Every line with the word "tile" in it should be extracted from the data that follows.

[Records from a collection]

——————

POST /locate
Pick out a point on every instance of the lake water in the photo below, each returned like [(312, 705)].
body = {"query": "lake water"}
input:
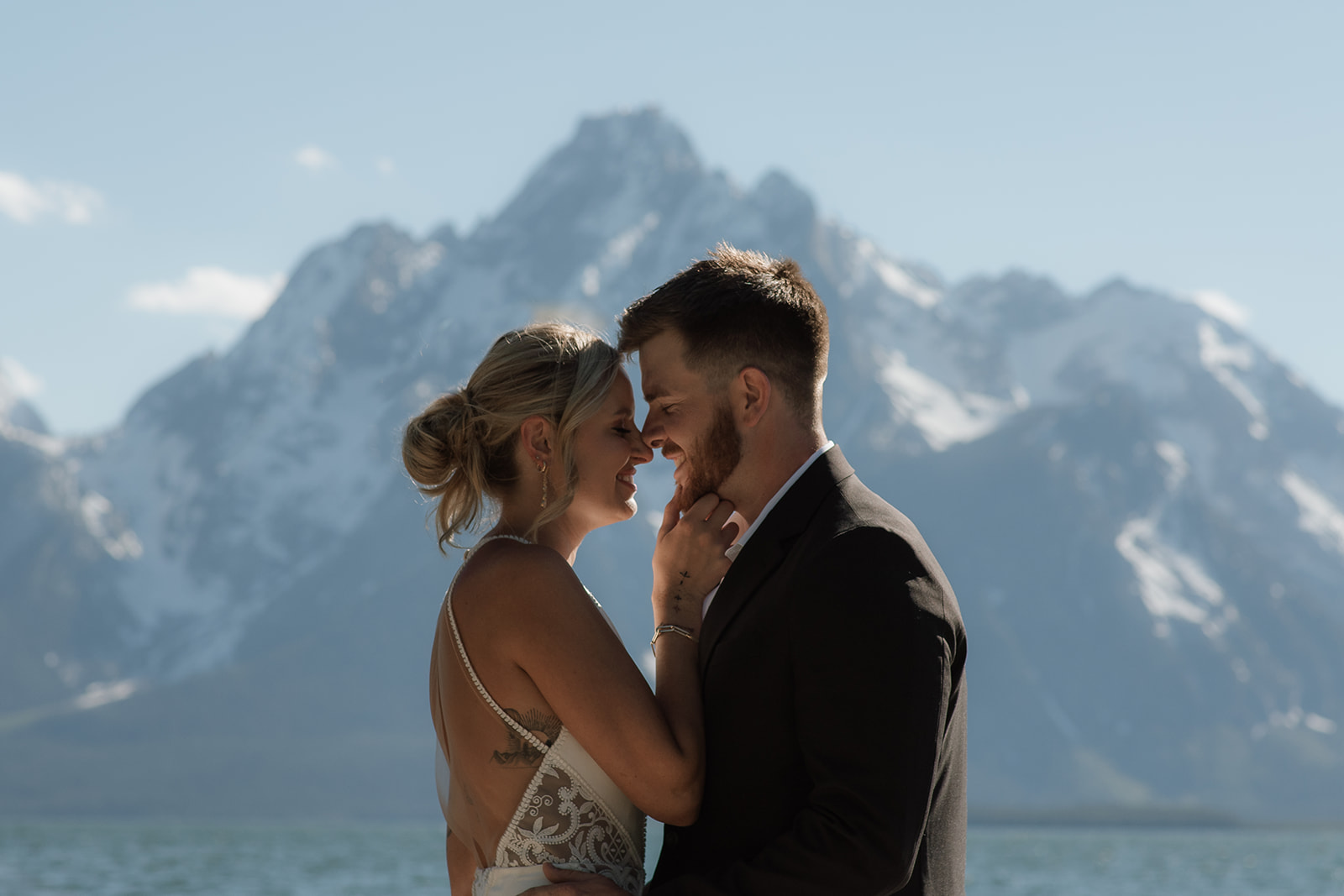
[(139, 859)]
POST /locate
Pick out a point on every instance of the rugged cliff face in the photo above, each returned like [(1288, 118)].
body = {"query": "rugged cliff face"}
[(225, 605)]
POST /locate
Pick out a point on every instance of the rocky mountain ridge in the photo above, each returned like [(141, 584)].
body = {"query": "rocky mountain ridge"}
[(223, 606)]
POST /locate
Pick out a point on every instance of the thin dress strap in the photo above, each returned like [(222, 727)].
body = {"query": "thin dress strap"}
[(457, 636)]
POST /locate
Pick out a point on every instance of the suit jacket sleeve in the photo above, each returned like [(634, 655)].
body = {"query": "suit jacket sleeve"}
[(877, 660)]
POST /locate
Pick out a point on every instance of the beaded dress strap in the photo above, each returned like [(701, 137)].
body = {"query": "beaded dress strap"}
[(457, 636)]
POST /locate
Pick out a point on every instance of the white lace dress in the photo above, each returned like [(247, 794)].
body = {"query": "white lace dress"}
[(571, 813)]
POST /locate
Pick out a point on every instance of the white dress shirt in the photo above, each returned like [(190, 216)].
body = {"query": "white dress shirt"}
[(736, 548)]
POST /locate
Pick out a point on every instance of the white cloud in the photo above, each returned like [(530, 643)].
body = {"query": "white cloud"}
[(20, 380), (315, 159), (26, 202), (1216, 304), (210, 291)]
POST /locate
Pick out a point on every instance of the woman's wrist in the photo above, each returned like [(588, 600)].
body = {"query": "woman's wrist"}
[(672, 631)]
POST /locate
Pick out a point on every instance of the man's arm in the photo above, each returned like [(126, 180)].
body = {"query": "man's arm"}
[(875, 673)]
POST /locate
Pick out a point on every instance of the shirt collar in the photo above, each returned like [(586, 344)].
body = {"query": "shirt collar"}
[(736, 548)]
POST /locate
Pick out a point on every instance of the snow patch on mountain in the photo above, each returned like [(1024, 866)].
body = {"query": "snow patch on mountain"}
[(1221, 359), (96, 510), (1171, 582), (942, 416), (1178, 468), (1317, 515)]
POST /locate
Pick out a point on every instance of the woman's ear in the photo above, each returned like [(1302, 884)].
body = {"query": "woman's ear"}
[(752, 394), (537, 436)]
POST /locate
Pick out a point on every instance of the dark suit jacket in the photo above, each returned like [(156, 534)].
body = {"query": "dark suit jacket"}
[(835, 708)]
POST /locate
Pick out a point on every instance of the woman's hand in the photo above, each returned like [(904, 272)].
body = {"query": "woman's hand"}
[(690, 560)]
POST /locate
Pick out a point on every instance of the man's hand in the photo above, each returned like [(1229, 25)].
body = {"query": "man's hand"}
[(575, 883)]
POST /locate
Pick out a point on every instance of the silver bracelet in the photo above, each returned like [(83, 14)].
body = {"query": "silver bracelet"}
[(671, 629)]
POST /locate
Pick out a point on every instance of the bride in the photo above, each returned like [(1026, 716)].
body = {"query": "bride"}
[(551, 745)]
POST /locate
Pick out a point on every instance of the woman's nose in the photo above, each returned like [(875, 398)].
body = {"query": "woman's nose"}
[(642, 452)]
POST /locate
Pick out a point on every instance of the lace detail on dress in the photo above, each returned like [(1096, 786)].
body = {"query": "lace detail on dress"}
[(562, 821)]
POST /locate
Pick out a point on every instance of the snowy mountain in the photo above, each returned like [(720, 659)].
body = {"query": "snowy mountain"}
[(225, 605)]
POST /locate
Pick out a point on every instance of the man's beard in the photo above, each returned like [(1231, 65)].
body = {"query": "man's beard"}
[(711, 458)]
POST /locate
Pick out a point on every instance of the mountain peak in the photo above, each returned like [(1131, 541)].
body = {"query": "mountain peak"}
[(13, 407), (635, 136)]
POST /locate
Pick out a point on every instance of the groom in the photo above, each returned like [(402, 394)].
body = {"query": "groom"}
[(832, 654)]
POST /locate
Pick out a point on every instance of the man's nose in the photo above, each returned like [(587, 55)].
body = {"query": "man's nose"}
[(654, 432), (643, 452)]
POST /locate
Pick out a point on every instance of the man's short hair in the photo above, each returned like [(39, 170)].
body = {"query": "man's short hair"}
[(741, 309)]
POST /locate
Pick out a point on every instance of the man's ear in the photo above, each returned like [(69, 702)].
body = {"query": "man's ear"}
[(753, 392), (537, 436)]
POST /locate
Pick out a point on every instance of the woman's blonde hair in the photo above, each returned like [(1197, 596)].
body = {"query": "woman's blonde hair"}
[(460, 449)]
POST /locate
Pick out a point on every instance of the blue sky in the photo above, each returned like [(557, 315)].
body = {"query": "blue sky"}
[(165, 165)]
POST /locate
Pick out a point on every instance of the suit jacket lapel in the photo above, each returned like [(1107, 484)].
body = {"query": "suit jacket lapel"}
[(769, 546)]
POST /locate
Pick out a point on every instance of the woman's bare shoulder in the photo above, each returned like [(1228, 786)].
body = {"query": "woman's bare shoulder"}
[(515, 577)]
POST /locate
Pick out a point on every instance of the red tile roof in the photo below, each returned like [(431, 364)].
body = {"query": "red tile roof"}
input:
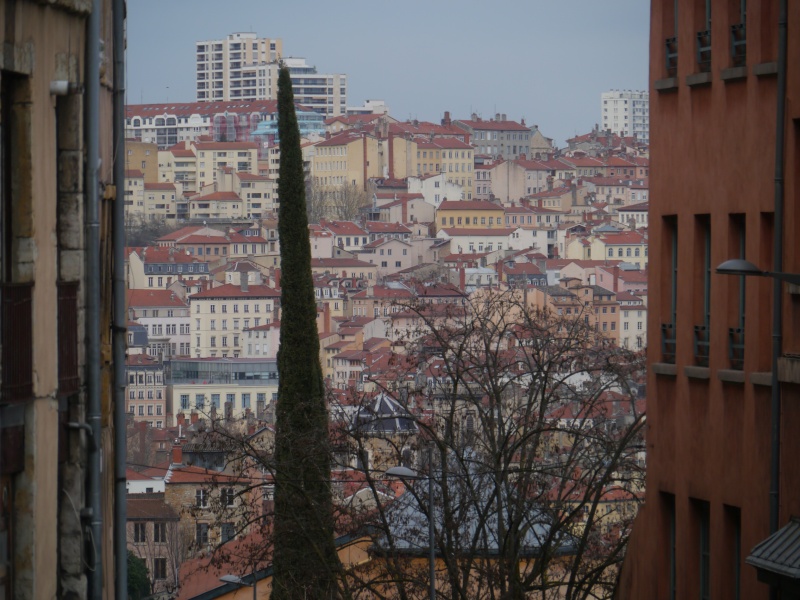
[(381, 227), (230, 290), (219, 196), (160, 186), (226, 146), (469, 205), (154, 298), (461, 231), (494, 125)]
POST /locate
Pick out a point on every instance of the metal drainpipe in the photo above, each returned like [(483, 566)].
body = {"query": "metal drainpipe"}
[(777, 289), (119, 332), (777, 284), (92, 132)]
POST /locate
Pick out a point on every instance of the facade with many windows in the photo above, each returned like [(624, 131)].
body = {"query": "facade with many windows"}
[(722, 385), (220, 315), (627, 113)]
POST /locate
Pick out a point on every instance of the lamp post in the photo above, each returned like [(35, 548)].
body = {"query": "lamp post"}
[(236, 580), (406, 473), (741, 267)]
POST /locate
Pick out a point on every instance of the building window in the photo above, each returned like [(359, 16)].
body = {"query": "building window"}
[(139, 533), (201, 534), (227, 532), (704, 545), (160, 533), (159, 568)]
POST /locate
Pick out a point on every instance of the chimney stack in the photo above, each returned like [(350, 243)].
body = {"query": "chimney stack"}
[(177, 454)]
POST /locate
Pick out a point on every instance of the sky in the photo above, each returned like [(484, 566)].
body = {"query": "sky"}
[(546, 61)]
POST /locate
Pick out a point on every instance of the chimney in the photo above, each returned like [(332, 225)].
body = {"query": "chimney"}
[(177, 454)]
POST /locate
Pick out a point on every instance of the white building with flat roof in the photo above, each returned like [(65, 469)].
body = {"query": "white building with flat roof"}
[(245, 67), (626, 113)]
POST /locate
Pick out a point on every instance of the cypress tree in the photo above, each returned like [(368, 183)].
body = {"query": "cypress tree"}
[(305, 562)]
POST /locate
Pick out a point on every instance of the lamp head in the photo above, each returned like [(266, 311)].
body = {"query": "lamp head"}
[(739, 266)]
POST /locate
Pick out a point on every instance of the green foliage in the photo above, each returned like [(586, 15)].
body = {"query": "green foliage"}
[(305, 560), (138, 577)]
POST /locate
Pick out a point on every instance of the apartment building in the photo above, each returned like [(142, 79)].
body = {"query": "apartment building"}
[(158, 267), (142, 156), (55, 285), (497, 137), (227, 69), (165, 318), (347, 159), (626, 113), (220, 315), (245, 67), (722, 351), (145, 390), (227, 388), (450, 156), (179, 122)]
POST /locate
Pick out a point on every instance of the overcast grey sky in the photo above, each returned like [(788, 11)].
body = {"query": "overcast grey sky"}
[(543, 60)]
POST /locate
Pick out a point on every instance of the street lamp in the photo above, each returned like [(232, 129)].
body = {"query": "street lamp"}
[(236, 580), (744, 268), (739, 266), (406, 473)]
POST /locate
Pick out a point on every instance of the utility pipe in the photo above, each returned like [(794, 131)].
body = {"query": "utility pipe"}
[(92, 291), (119, 333), (777, 284)]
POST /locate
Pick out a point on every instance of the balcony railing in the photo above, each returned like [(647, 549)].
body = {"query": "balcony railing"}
[(739, 45), (17, 339), (68, 375), (671, 54), (701, 345), (736, 347), (704, 51), (668, 343)]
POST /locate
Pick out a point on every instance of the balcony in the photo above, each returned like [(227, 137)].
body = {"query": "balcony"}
[(68, 374), (668, 345), (671, 53), (704, 51), (736, 347), (17, 341), (701, 345), (739, 45)]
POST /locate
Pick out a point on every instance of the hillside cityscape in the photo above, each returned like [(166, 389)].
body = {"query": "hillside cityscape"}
[(271, 342)]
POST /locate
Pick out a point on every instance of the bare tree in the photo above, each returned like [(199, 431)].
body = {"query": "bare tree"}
[(341, 202)]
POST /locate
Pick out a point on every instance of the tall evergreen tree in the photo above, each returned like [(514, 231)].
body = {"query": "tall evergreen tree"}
[(305, 561)]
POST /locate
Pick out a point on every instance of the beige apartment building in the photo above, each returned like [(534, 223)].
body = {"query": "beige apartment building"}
[(142, 156), (212, 156), (245, 67), (347, 159), (227, 68), (220, 316)]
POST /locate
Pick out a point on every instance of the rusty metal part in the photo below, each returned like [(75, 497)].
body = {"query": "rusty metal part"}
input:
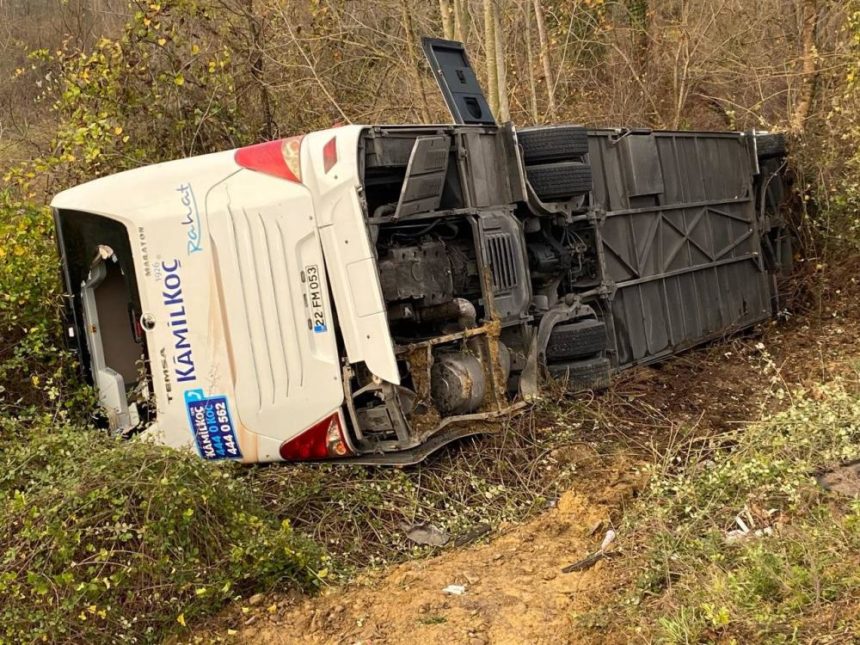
[(457, 383)]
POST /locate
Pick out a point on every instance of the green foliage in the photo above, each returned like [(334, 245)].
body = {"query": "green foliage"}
[(761, 585), (36, 373), (103, 543)]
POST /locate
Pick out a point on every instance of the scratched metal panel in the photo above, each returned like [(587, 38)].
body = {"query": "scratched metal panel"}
[(680, 239)]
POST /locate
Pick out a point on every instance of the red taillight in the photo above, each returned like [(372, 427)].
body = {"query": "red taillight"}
[(330, 154), (323, 440), (278, 158)]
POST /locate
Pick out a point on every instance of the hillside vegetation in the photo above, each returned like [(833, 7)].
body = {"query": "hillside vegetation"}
[(101, 540)]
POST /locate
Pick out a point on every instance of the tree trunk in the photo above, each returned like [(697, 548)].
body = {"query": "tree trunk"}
[(809, 67), (460, 26), (530, 70), (490, 49), (447, 19), (501, 71), (412, 46), (544, 58), (255, 26), (639, 17)]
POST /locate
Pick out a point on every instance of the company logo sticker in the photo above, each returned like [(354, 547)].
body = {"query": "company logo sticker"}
[(212, 425), (191, 219), (174, 303), (313, 288)]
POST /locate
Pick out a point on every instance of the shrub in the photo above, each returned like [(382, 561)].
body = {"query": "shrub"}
[(766, 586), (100, 542)]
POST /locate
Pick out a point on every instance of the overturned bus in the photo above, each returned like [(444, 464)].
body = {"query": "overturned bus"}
[(371, 293)]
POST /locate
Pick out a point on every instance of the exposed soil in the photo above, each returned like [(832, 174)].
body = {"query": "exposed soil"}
[(514, 589)]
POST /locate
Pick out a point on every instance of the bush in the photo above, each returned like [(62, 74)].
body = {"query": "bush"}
[(100, 542), (773, 585), (36, 374)]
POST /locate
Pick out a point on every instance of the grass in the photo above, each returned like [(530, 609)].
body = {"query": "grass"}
[(792, 576)]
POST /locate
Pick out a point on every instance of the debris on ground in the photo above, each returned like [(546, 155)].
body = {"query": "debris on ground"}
[(426, 534), (592, 559)]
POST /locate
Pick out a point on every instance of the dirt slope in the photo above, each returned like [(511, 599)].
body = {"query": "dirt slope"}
[(514, 589)]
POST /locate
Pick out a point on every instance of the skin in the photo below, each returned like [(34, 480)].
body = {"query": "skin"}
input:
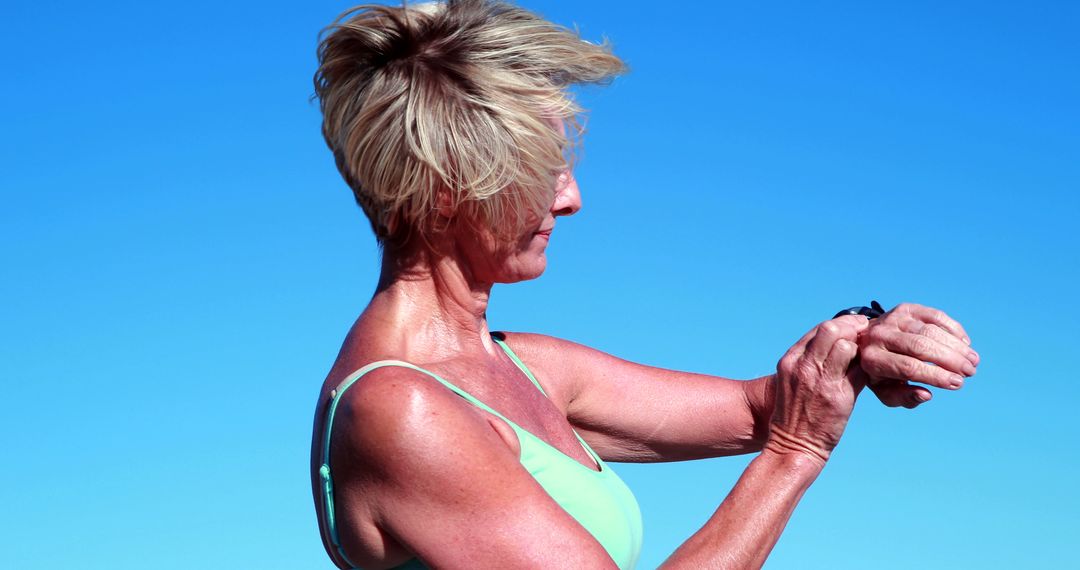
[(421, 473)]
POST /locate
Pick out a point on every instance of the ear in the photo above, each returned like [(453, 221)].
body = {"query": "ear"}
[(444, 202)]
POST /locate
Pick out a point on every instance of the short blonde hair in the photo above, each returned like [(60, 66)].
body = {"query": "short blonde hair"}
[(454, 97)]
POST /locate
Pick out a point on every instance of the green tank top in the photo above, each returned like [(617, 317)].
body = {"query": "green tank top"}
[(598, 500)]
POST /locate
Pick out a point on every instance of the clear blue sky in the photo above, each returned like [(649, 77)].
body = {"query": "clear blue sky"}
[(179, 261)]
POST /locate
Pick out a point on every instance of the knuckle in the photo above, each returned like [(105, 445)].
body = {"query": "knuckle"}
[(922, 345), (909, 367), (786, 365)]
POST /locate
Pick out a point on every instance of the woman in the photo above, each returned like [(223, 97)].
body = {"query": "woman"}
[(437, 443)]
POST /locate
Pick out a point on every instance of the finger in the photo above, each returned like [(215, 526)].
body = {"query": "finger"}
[(940, 335), (939, 317), (928, 350), (839, 357), (822, 342), (896, 393), (880, 363), (858, 323)]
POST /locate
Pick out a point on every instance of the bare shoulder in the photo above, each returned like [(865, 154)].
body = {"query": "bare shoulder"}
[(392, 419), (568, 367), (422, 465)]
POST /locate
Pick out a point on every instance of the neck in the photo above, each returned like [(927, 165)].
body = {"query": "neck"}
[(432, 307)]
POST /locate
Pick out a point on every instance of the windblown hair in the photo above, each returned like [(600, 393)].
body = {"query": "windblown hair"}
[(457, 99)]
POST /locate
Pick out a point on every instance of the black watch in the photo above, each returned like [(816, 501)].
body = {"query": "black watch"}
[(873, 311)]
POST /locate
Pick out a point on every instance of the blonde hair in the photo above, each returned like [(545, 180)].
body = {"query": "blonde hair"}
[(451, 98)]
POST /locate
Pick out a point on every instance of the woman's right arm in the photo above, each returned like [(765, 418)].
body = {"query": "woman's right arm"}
[(815, 394), (445, 483)]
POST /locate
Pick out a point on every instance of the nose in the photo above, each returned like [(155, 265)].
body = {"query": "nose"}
[(567, 195)]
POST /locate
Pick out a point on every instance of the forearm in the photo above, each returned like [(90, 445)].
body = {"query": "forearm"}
[(760, 396), (745, 527)]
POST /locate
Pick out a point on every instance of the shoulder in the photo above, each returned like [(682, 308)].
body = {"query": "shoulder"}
[(564, 366), (393, 417)]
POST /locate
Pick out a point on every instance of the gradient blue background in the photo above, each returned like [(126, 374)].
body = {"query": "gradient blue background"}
[(180, 261)]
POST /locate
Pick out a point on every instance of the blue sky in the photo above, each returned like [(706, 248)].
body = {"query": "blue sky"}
[(180, 261)]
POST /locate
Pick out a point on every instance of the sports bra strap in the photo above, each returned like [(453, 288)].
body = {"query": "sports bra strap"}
[(520, 364), (324, 470)]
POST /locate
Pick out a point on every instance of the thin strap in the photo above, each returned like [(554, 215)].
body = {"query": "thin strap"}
[(520, 364), (324, 470)]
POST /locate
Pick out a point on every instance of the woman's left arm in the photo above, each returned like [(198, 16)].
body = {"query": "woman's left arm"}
[(634, 412)]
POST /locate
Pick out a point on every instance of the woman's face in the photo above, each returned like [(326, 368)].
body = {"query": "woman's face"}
[(524, 258)]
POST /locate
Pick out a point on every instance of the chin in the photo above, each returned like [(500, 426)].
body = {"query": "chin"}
[(526, 271)]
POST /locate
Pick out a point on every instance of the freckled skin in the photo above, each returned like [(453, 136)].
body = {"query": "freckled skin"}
[(412, 460)]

——————

= Result =
Pick out a point on every instance of the red tile roof in the photo below, each returned like [(431, 364)].
body = {"query": "red tile roof"}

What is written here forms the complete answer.